→ Given task 1: Reproduce everything in the economics passage from "But despite the" down to "More Things Change...".
→ Given task 2: According to the economics passage, what was the title of Akerlof's AEA address?

→ Quoted text:
But despite the fact that much of their work is devoted to upending Homo economicus, the behavioralists have achieved widespread mainstream acceptance. Daniel Kahneman ... won the Nobel Prize for his work in 2002. So then one has to ask, Just what set of characteristics defines what gets to be called "mainstream economics"? And the answer can seem maddeningly circular: Mainstream economics isn't defined so much by some limited set of ideas or approaches. Mainstream economics is that work done by mainstream economists and published in mainstream journals.
The More Things Change...
...A month after the conference, I went to talk more with David Ruccio...[He said] "... Behavioral economists ... don't generally argue for abandoning the general equilibrium model, instead choosing to see their work as adding "frictions" to it. "It's what drives people like me crazy," Ruccio went on. "Because the more disturbing questions are ignored--unequal power or exploitation, those critiques never come in. They say, Look, we've changed. And we look and say, No, you haven't."
'Shoots of Spring'
No one would call Berkeley's George Akerlof a heterodox economist, but his ideas have always been iconoclastic. Back in the 1960s, he noticed that there was something systematically wrong with the market for used cars. His insight was that the problem was "asymmetric information"... Initially no journal would accept his paper "The Market for Lemons," but eventually it was published to much acclaim, and asymmetric information was recognized as a serious breakthrough. He shared the 2001 Nobel Prize for his work on the topic.
Akerlof's AEA address was titled "The Missing Motivation in Macroeconomics," and its purpose was to argue that the basic theory of human behavior upon which neoclassical economics rests is incomplete and that the incompleteness leads to a host of theoretical errors. The "missing motivation" of the title were social norms, people's conceptions of how they should act, which Akerlof argued played a central role in people's economic activity. Once these social norms are integrated into economic theory, Akerlof argued, many of the anti-Keynesian arguments made by Friedman and his ilk begin to fall apart. ...
If the heterodox economists were nonplussed or only grudgingly positive about the speech, many mainstream economists weren't psyched about it either. NYU's Mark Gertler ...[said]Akerlof was "stepping out of line," and one Chicago School economist I e-mailed said he "hated it" and added that it had made one of his colleagues "depressed."

→ Dataset:
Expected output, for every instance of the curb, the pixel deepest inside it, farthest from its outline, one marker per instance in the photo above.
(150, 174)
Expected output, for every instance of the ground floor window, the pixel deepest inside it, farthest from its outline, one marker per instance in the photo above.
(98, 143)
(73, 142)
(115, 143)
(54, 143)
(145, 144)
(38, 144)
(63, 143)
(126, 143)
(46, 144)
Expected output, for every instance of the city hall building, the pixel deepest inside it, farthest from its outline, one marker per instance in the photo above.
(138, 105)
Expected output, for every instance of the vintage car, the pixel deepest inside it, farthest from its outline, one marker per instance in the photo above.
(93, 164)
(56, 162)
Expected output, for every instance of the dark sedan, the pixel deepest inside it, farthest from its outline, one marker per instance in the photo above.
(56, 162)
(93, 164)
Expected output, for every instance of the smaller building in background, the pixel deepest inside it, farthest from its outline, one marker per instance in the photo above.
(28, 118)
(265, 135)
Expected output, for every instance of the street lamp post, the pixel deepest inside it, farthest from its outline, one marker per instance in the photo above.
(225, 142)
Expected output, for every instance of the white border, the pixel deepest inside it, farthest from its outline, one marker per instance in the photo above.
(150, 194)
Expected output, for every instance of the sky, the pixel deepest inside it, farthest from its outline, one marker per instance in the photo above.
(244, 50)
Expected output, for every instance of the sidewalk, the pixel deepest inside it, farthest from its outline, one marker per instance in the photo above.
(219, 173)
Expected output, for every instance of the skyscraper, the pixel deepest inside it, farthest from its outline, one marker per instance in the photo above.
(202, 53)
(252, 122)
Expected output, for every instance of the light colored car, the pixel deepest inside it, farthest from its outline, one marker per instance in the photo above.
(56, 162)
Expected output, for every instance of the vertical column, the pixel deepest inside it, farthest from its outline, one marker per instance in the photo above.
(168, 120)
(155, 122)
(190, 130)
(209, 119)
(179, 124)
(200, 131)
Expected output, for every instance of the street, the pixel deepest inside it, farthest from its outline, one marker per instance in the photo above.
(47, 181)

→ Exercise answer 1:
But despite the fact that much of their work is devoted to upending Homo economicus, the behavioralists have achieved widespread mainstream acceptance. Daniel Kahneman ... won the Nobel Prize for his work in 2002. So then one has to ask, Just what set of characteristics defines what gets to be called "mainstream economics"? And the answer can seem maddeningly circular: Mainstream economics isn't defined so much by some limited set of ideas or approaches. Mainstream economics is that work done by mainstream economists and published in mainstream journals.
The More Things Change...

→ Exercise answer 2: "The Missing Motivation in Macroeconomics."